## Task to complete
Each record should be copied exactly, and none of them omitted.

## Data for this task
────────────────────────────────────────

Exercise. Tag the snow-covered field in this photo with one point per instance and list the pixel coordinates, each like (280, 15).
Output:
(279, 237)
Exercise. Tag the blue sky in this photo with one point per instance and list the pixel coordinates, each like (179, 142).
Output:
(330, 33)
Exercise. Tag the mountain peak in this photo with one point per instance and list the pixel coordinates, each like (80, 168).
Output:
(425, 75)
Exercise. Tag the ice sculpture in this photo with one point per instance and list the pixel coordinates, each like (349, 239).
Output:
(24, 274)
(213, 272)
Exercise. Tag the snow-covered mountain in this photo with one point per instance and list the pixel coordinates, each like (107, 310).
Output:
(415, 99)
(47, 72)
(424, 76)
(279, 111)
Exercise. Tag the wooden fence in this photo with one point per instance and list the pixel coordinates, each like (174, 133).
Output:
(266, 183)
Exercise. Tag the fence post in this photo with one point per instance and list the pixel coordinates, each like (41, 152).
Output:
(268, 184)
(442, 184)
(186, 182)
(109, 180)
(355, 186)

────────────────────────────────────────

## Answer to this exercise
Exercise. Tag the snow-covered field in this photo with one point per instance and list the pixel coordinates, each like (280, 15).
Output:
(279, 237)
Exercise. Tag the blue sky in this photo with one point per instance and list the pixel coordinates, each like (179, 142).
Output:
(330, 33)
Exercise. Tag the mountain peak in this photo with one point per instance and list the pixel coordinates, each like (80, 168).
Output:
(425, 75)
Exercise. Tag the ice sculpture in this photo with one point per instance and list the pixel coordinates, each like (349, 239).
Output:
(24, 274)
(213, 272)
Exercise. Tag the snow-covered mountain in this photo with one point per instance and list the pixel coordinates, each like (107, 310).
Output:
(415, 99)
(47, 72)
(424, 76)
(279, 111)
Exercise. Tag the wooden fence in this photo with one point per instance and list the pixel coordinates, each like (174, 133).
Output:
(266, 183)
Exercise. Tag the fence post in this photo with one point per instance and list the pixel coordinates, each like (41, 152).
Output:
(268, 184)
(442, 184)
(186, 182)
(109, 180)
(355, 186)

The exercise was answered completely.